- _EXERCISE PROMPT_: For each line of the data below that holds "shorts", copy the line.

- _RECORDS PROVIDED_:
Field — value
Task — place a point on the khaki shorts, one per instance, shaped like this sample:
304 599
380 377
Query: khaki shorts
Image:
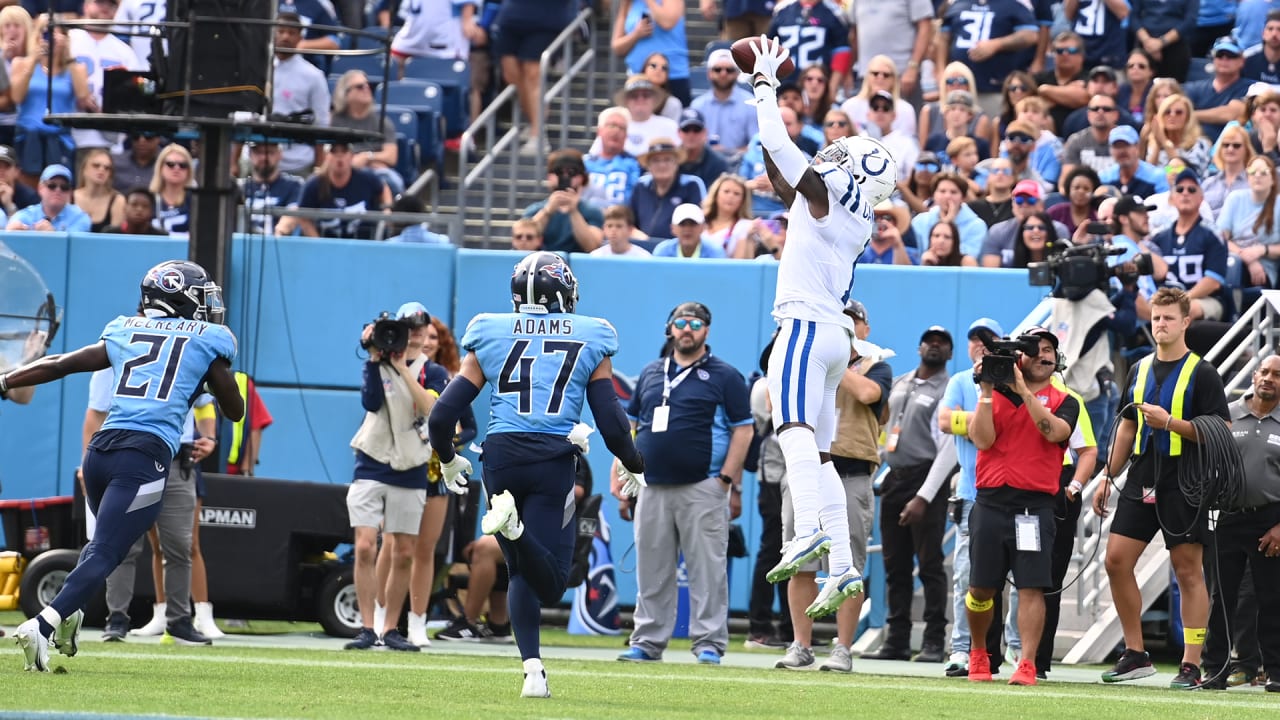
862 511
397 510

- _WRITTEN ANSWER_:
Task — place a point on the khaki shorts, one per instance, shaped like this sample:
Query: khaki shorts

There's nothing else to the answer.